**Problem details**
Below are the entries. Transcribe exactly the lines from the one with "Target: cat's ear" through the one with "Target: phone screen", ends included, and leave out all others.

Segment Start: Provided material

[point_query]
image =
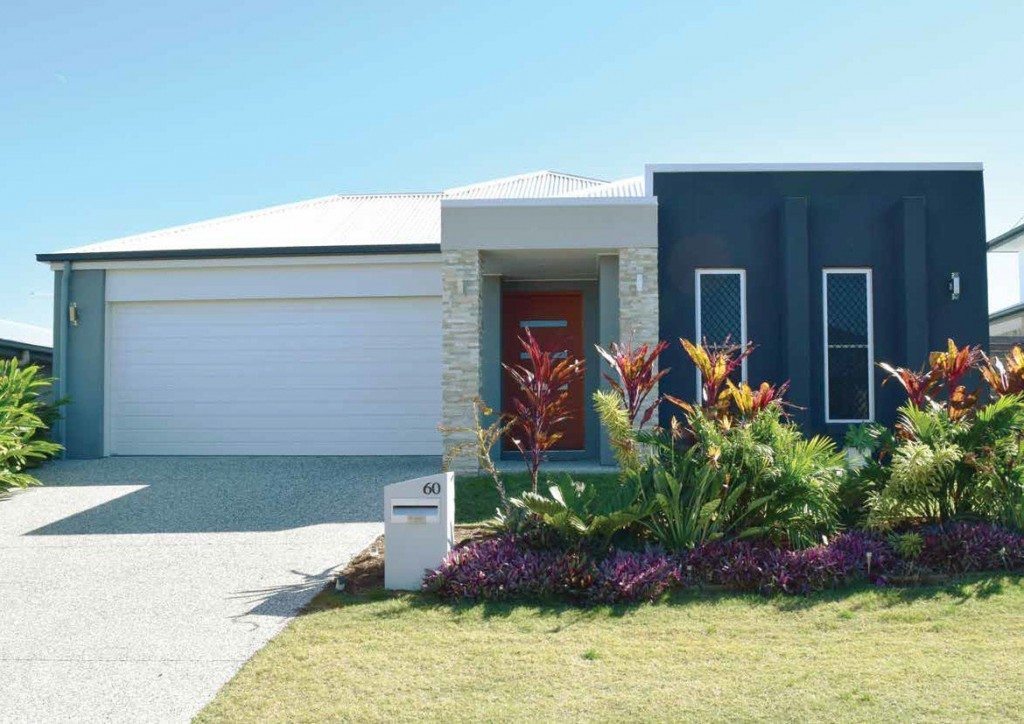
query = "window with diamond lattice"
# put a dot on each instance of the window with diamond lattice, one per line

Segment End: Provided material
Segment Start: Provided material

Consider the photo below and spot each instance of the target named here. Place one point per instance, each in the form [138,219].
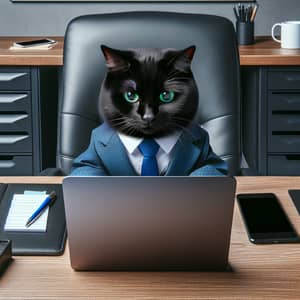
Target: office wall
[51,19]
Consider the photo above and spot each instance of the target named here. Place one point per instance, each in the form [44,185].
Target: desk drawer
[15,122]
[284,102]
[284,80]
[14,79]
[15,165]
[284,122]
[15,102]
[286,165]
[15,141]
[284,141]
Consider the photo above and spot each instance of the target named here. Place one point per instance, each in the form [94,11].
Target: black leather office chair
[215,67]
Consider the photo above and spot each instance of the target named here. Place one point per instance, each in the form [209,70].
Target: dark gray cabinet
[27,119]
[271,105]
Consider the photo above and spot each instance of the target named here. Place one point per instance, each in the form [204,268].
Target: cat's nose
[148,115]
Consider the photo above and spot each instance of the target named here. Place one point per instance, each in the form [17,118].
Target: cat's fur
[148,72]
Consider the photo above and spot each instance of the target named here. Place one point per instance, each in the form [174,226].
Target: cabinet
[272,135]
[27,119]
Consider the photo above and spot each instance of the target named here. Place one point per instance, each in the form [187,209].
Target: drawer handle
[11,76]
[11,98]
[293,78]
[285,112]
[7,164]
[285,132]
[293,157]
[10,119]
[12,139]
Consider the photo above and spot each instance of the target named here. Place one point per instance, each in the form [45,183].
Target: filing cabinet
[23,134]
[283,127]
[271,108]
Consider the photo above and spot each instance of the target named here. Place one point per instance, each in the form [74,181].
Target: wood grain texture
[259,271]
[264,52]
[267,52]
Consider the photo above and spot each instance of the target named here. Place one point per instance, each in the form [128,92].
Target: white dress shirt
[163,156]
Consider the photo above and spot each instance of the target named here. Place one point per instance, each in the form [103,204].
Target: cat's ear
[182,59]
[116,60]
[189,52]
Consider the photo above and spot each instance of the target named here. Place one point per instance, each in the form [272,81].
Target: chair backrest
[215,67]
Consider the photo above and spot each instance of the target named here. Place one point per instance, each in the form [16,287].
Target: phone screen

Segment End: Provided material

**Result for this exercise**
Target: cat's ear
[182,59]
[116,60]
[189,52]
Consider the photo above and spot each instance of the target named here. Place one point per instance, each in the form [272,81].
Target: chair backrest
[215,67]
Consider the photo above and spot each instance of the target named here. Place one point per instance, each in the form [16,287].
Target: phone screen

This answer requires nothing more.